> _Work instructions_: Write out the complete material exactly as it stands.

> _Provided material_:
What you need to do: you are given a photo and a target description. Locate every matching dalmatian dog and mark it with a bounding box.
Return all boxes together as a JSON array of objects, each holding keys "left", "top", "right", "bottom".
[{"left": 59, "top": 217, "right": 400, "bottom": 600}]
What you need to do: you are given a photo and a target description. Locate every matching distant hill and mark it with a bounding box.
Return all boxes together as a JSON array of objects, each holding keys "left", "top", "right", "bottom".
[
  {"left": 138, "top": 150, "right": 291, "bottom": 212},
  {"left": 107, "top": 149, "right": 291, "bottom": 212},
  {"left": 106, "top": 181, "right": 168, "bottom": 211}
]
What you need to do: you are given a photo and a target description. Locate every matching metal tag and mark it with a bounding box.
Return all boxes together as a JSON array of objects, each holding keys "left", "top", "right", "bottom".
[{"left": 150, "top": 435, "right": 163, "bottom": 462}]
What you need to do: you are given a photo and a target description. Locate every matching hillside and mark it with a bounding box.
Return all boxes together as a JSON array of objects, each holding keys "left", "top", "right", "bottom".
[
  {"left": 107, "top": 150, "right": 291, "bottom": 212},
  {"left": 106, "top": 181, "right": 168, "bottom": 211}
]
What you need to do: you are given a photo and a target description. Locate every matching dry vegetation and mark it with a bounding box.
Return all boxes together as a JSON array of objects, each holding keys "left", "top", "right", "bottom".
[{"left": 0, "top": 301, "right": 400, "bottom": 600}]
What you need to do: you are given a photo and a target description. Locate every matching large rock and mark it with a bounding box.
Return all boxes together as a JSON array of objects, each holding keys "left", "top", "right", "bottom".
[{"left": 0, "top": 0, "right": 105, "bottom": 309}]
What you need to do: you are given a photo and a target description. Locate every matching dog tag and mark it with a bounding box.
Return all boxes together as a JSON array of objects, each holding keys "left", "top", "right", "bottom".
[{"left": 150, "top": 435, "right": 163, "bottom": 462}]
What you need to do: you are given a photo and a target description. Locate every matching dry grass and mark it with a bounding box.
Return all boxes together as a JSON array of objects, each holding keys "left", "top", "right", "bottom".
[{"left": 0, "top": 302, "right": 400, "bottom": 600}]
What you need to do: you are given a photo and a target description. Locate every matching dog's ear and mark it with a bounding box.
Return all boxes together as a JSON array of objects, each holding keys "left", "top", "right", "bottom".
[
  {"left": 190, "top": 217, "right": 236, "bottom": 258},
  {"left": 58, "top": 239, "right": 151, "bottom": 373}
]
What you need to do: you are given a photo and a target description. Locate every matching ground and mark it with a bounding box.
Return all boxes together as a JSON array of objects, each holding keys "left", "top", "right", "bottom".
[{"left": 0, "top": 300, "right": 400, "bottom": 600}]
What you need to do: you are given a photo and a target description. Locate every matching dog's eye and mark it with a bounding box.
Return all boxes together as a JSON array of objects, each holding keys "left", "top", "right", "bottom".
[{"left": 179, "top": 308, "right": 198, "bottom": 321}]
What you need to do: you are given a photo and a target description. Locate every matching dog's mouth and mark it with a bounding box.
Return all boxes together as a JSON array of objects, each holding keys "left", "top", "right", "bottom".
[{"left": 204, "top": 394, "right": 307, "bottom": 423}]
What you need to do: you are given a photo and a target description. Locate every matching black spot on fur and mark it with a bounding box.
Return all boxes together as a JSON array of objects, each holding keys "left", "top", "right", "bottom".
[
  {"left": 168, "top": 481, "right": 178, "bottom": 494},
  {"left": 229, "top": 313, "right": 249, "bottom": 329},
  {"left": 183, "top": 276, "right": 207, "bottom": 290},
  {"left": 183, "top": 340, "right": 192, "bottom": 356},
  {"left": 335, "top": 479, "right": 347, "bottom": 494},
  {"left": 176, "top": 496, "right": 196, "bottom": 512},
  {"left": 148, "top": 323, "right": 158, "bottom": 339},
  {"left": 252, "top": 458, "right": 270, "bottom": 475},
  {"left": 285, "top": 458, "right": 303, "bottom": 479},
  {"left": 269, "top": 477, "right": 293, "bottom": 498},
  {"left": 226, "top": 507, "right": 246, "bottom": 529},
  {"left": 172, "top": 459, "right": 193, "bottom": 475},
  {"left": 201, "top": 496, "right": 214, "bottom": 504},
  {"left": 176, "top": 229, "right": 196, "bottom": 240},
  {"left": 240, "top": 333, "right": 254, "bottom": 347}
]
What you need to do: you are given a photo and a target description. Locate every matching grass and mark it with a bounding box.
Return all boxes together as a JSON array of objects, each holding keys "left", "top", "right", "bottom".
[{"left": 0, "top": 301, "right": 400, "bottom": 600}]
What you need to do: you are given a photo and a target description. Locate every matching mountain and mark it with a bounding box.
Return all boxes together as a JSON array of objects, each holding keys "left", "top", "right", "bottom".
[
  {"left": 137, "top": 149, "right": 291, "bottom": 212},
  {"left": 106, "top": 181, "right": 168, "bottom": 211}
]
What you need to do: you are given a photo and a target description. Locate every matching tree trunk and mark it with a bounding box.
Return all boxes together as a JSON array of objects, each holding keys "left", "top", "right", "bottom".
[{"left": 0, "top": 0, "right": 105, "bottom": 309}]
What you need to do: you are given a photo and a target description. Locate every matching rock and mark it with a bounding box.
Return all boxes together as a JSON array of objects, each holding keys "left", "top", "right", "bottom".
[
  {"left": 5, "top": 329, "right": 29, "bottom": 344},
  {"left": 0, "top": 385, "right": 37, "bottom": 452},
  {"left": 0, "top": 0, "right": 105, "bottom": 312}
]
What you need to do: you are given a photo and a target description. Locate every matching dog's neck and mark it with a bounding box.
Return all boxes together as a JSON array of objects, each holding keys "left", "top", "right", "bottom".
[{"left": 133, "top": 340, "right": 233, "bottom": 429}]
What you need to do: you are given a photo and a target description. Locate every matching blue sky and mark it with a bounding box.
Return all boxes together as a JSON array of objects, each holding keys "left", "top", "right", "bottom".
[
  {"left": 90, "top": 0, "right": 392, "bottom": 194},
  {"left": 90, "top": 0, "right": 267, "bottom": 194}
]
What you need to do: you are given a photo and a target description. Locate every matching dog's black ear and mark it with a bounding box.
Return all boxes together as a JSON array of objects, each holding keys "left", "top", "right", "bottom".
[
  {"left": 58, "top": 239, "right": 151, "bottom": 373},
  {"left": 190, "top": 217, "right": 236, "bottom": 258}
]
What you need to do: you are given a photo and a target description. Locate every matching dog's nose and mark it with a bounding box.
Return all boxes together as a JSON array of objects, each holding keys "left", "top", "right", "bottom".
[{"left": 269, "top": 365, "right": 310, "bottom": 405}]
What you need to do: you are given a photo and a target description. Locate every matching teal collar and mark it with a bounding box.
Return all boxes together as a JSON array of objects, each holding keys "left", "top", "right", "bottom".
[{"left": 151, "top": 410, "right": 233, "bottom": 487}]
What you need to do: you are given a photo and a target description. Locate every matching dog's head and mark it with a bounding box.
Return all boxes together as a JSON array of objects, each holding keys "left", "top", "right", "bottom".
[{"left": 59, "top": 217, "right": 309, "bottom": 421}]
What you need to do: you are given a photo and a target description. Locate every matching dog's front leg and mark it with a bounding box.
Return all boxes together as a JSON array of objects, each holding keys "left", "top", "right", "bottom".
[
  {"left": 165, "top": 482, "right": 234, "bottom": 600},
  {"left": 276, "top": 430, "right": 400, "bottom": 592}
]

> _Right answer_:
What you need to do: you are given a photo and a target description. Locate every matching dalmatian dog and mark it with a bounding box.
Return all boxes together as a JSON array of objects, each holding keys "left", "top", "right", "bottom".
[{"left": 59, "top": 217, "right": 400, "bottom": 600}]
What you need to do: you are given a photo and a target description. Locate every matching distant hill and mark it with a bounding box.
Return all boxes together as a JSON array of objects, each holding keys "left", "top", "right", "bottom".
[
  {"left": 138, "top": 150, "right": 291, "bottom": 212},
  {"left": 107, "top": 149, "right": 291, "bottom": 212},
  {"left": 106, "top": 181, "right": 168, "bottom": 211}
]
What you need to do: you are given a photo and a target description. Locate every matching metal tag and mark it with a bounding box.
Return all boxes together as a JSON array of objects, each holding keys "left", "top", "right", "bottom".
[{"left": 150, "top": 435, "right": 163, "bottom": 462}]
What you need to do: you are given a photo and a target description. Locate every matching hillside and mark it with a bounding box.
Return all boxes together as a JSON array of objects, each holding keys "left", "top", "right", "bottom".
[
  {"left": 107, "top": 150, "right": 291, "bottom": 212},
  {"left": 106, "top": 181, "right": 168, "bottom": 211}
]
What you need to do: you are given a photo and a target description. Locate every matching dry vegetation and mark it with a bounding box.
Return all boxes together as a JSON array of objects, each holding keys "left", "top", "right", "bottom".
[{"left": 0, "top": 301, "right": 400, "bottom": 600}]
What you need to do: you are given a photo and a target description. Locate every matching large rock and mark it with a bounding box.
Return all boxes together as a JSON array of objects, each holding keys "left", "top", "right", "bottom".
[{"left": 0, "top": 0, "right": 105, "bottom": 309}]
What you need to do: you are given a photo and a target description. Locate every matching dog tag and mark it with a bounding box.
Return all boxes together as a JSON array of objects, each holding keys "left", "top", "right", "bottom".
[{"left": 150, "top": 435, "right": 163, "bottom": 462}]
What you need to do: you are given a photo and a target description. Locate every matching dry grass and mark it with a bounding box.
Return all boxes together as a JSON array of objects, each holding keys "left", "top", "right", "bottom".
[{"left": 0, "top": 302, "right": 400, "bottom": 600}]
What you need to do: you are given a photo and a target description. Locate every matching dog's ear and mark it with a bounding box.
Return all boxes together as a JSON array of objects, each holding keys "left", "top", "right", "bottom".
[
  {"left": 190, "top": 217, "right": 236, "bottom": 258},
  {"left": 58, "top": 239, "right": 151, "bottom": 373}
]
What you need to do: you are given a photo and a target description. Locate every matching ground and mark it with a bounding box.
Return all boxes together as a JSON array of objects, each holding keys "left", "top", "right", "bottom".
[{"left": 0, "top": 300, "right": 400, "bottom": 600}]
What you need to do: you are given a photo and a target description. Locate every matching dog's eye and mark it with a bounding box.
Return all boxes together as a JSON array of objects, each holding keys "left", "top", "right", "bottom".
[{"left": 179, "top": 308, "right": 198, "bottom": 321}]
What you need to do: you are given a photo and a target description. Locate every matching dog's mouth and mark it with a bounding box.
Return all boxes together as a JSON array of objects, each holding keys "left", "top", "right", "bottom".
[{"left": 204, "top": 394, "right": 307, "bottom": 423}]
What you need to do: you are given a photo and a target description. Locate every matching black spot on fur and mark it with a bounding box.
Return all boxes together as a JSON array of objects, each holding keys "left", "top", "right", "bottom".
[
  {"left": 168, "top": 481, "right": 178, "bottom": 494},
  {"left": 229, "top": 313, "right": 249, "bottom": 329},
  {"left": 183, "top": 276, "right": 207, "bottom": 290},
  {"left": 183, "top": 340, "right": 192, "bottom": 356},
  {"left": 335, "top": 479, "right": 347, "bottom": 494},
  {"left": 176, "top": 496, "right": 196, "bottom": 512},
  {"left": 148, "top": 323, "right": 158, "bottom": 339},
  {"left": 252, "top": 458, "right": 270, "bottom": 475},
  {"left": 285, "top": 458, "right": 303, "bottom": 479},
  {"left": 269, "top": 477, "right": 293, "bottom": 498},
  {"left": 226, "top": 507, "right": 246, "bottom": 529},
  {"left": 172, "top": 459, "right": 193, "bottom": 475},
  {"left": 201, "top": 496, "right": 214, "bottom": 504},
  {"left": 176, "top": 229, "right": 196, "bottom": 240},
  {"left": 240, "top": 333, "right": 254, "bottom": 347}
]
What you need to do: you are given a photo and a target description. Locate every matching grass and mark it with a bounding box.
Return all boxes together as a JSON array of objects, each holding keys "left", "top", "right", "bottom".
[{"left": 0, "top": 301, "right": 400, "bottom": 600}]
What you need to do: you are given a photo and a target description. Locate every matching mountain and mark it with a bounding box.
Return all boxes together as a JSON array of objects, each holding keys "left", "top", "right", "bottom".
[
  {"left": 137, "top": 149, "right": 291, "bottom": 212},
  {"left": 106, "top": 181, "right": 168, "bottom": 211}
]
What you need to do: you are given a photo and a target description. Locate every matching tree trunk and mark it with a bounding box.
Return all boxes together as a JSON array of objects, each holding keys "left", "top", "right", "bottom".
[{"left": 0, "top": 0, "right": 105, "bottom": 309}]
What you need to do: you are given a photo and a target description. Locate every matching rock and mark it with a bounding box.
Return all boxes together as a JSON array of objects, each holding keys "left", "top", "right", "bottom".
[
  {"left": 5, "top": 329, "right": 29, "bottom": 344},
  {"left": 0, "top": 385, "right": 37, "bottom": 452},
  {"left": 0, "top": 0, "right": 105, "bottom": 312}
]
What you need to do: you are given a photo and a target description. Locate every matching dog's neck and mark it with a bounding box.
Return all boxes together as a JSON array of objects, each holding keys "left", "top", "right", "bottom".
[{"left": 133, "top": 340, "right": 233, "bottom": 429}]
What you need to do: you are given a photo and a target description. Locate every matching blue sky and mark it with a bounding box.
Return all boxes together as a JSON array of objects, each holding keys "left", "top", "right", "bottom".
[
  {"left": 90, "top": 0, "right": 392, "bottom": 194},
  {"left": 90, "top": 0, "right": 267, "bottom": 194}
]
What you need to do: you are given a photo and a target description. Locate every matching dog's black ear and mark it with a bounding box.
Return all boxes together as a JSON array of objects, each holding keys "left", "top", "right", "bottom".
[
  {"left": 58, "top": 239, "right": 151, "bottom": 373},
  {"left": 190, "top": 217, "right": 236, "bottom": 258}
]
What you need to do: you are given a photo and a target description. Locate every matching dog's nose and mark it with a bounding box.
Return all boxes together as a JSON array of objects, each holding keys "left", "top", "right", "bottom".
[{"left": 269, "top": 365, "right": 310, "bottom": 405}]
What you need to do: you are given a photo and a target description. Locate every matching teal collar and mark it with a bounding box.
Return all boxes together as a JSON array of objects, each holding keys "left", "top", "right", "bottom".
[{"left": 151, "top": 410, "right": 233, "bottom": 487}]
What you need to do: you are given a photo and a target description. Locate every matching dog's head and mark it with a bounding box.
Return all boxes together as a JSON array of objects, each holding keys "left", "top", "right", "bottom".
[{"left": 59, "top": 217, "right": 309, "bottom": 421}]
What you need to do: you are given a photo and a target description. Locate every matching dog's front leg and mark it with a bounding box.
Return all boxes together as a JSON array of objects, each holding keys "left", "top", "right", "bottom".
[
  {"left": 165, "top": 482, "right": 234, "bottom": 600},
  {"left": 276, "top": 430, "right": 400, "bottom": 592}
]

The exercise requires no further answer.